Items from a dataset
_ _ _ _ _ _ _

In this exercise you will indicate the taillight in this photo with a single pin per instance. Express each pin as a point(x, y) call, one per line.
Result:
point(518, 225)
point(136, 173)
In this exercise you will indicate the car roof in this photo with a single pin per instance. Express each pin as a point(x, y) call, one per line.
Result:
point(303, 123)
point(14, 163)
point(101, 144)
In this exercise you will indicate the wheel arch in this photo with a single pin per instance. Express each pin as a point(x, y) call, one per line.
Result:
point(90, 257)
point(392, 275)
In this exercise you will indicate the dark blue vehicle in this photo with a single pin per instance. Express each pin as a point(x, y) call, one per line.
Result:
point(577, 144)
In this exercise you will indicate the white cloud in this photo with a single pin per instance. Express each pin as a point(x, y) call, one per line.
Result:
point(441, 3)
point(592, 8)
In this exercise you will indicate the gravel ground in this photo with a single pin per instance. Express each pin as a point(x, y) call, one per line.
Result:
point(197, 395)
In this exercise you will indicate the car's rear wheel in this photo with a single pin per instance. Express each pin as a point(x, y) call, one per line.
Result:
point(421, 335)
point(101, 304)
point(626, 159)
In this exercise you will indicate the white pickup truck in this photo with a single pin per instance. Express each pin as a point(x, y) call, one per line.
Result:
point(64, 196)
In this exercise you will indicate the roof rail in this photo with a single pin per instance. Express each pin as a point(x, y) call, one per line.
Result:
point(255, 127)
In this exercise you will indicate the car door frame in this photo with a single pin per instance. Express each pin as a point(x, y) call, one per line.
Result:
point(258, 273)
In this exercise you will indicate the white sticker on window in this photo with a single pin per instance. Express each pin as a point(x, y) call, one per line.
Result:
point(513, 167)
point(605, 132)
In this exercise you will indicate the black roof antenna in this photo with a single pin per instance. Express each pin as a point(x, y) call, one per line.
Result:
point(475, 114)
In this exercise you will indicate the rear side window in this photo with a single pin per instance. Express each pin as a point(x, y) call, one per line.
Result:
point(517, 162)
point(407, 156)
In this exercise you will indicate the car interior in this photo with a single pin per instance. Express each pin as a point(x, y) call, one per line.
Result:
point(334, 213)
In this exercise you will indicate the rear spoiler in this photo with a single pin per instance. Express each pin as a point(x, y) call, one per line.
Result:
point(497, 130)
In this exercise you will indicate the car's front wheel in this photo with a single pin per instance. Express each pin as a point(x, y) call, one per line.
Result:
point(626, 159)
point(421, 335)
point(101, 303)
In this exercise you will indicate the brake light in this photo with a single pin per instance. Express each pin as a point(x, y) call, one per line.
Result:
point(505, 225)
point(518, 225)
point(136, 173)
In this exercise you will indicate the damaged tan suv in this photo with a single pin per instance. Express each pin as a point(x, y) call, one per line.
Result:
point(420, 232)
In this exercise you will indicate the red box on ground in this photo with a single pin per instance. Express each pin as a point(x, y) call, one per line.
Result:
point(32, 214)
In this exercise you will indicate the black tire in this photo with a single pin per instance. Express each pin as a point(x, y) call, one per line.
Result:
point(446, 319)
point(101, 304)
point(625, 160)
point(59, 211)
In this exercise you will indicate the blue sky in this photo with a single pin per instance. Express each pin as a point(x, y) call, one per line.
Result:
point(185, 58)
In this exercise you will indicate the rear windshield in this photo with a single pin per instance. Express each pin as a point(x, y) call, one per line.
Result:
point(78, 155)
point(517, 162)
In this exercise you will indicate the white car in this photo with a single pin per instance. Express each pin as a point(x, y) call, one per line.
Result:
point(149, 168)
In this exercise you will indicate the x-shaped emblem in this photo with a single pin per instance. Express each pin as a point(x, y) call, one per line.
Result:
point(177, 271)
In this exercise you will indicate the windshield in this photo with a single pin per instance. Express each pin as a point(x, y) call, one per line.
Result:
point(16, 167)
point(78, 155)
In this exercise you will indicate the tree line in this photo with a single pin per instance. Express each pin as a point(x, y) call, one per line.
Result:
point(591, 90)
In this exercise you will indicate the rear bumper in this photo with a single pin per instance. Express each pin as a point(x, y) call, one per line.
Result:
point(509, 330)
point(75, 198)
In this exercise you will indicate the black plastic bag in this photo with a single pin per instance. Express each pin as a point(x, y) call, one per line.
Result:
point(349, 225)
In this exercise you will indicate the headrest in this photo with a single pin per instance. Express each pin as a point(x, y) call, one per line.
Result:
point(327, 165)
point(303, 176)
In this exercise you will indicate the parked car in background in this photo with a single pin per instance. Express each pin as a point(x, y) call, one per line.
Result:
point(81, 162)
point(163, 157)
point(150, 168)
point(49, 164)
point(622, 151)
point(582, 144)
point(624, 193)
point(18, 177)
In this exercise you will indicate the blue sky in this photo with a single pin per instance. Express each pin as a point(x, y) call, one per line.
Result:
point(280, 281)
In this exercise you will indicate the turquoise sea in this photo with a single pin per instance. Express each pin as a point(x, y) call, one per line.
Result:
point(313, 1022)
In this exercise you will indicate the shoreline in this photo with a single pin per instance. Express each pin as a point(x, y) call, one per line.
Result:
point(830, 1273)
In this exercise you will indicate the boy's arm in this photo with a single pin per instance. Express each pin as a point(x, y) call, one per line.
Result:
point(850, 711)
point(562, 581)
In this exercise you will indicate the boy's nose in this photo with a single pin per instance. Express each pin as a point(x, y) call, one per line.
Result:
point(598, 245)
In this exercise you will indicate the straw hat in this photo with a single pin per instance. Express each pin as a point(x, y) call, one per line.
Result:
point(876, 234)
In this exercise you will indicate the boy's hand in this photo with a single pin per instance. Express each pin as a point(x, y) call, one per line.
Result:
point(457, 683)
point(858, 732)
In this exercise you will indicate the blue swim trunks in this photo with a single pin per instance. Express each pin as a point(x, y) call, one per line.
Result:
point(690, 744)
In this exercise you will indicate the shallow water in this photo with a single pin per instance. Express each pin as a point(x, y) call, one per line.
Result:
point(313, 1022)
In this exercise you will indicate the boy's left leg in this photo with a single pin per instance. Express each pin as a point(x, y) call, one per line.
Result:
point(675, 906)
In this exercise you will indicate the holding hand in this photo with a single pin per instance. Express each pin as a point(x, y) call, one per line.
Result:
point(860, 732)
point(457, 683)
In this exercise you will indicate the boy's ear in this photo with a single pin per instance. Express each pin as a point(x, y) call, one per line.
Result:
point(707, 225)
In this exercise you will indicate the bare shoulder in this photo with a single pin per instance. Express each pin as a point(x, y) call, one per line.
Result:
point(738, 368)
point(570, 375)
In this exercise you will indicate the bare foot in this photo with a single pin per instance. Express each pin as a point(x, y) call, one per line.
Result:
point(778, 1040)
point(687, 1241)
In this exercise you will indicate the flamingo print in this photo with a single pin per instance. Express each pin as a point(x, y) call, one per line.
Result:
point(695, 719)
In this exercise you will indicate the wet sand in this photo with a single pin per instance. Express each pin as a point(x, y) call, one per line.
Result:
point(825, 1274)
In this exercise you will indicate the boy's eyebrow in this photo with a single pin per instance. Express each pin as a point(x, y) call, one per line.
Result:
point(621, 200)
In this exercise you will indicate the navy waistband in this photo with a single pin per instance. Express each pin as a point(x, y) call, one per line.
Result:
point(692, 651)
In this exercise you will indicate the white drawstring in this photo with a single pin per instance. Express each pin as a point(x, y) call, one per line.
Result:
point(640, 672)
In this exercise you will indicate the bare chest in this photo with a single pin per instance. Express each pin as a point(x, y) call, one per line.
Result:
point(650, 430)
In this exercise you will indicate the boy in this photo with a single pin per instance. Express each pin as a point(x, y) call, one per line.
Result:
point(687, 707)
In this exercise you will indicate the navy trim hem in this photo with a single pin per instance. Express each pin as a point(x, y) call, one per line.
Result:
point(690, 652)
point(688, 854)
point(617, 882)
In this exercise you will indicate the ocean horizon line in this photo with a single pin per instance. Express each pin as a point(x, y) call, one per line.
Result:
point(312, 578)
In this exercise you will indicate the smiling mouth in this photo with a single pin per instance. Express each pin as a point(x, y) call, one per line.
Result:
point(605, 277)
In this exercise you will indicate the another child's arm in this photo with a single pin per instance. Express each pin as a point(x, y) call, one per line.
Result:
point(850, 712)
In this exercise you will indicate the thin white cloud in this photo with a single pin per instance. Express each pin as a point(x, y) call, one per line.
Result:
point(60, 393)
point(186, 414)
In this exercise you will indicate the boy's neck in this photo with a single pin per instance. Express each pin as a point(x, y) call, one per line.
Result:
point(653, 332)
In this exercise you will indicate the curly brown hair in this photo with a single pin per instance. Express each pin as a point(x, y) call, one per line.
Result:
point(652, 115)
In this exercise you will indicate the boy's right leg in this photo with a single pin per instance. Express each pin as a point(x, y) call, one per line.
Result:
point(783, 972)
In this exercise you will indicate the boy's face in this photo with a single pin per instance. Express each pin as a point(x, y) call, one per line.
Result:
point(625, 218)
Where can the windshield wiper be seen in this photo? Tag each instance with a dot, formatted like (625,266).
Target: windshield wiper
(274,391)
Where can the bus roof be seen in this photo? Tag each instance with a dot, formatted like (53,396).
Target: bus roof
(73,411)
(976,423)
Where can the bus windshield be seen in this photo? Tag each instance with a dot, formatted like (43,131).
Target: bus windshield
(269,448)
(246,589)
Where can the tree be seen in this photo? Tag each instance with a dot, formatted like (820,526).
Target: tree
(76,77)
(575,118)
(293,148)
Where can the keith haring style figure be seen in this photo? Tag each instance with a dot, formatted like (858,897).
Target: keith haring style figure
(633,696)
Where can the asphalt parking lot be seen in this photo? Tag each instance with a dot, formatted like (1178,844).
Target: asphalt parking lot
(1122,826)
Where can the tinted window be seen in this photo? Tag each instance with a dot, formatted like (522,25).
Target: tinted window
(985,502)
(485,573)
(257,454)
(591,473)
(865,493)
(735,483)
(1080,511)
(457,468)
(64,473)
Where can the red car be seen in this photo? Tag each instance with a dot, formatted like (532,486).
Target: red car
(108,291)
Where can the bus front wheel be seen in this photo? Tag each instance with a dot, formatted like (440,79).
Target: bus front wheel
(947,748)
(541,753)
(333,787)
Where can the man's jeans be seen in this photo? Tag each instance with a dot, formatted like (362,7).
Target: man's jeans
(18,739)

_ _ _ _ _ _ _

Set down the lines above exactly as written. Begin at the line containing "Where can the bus front" and stop after the last line.

» **YOUR RESPONSE**:
Where can the bus front wheel be seen in this photo? Tag each instance with a dot, formatted like (440,79).
Target: bus front wheel
(947,748)
(541,753)
(333,787)
Where can the man's jeans be seen in this photo? Tag each instance with a dot, formatted like (362,7).
Target: man's jeans
(18,739)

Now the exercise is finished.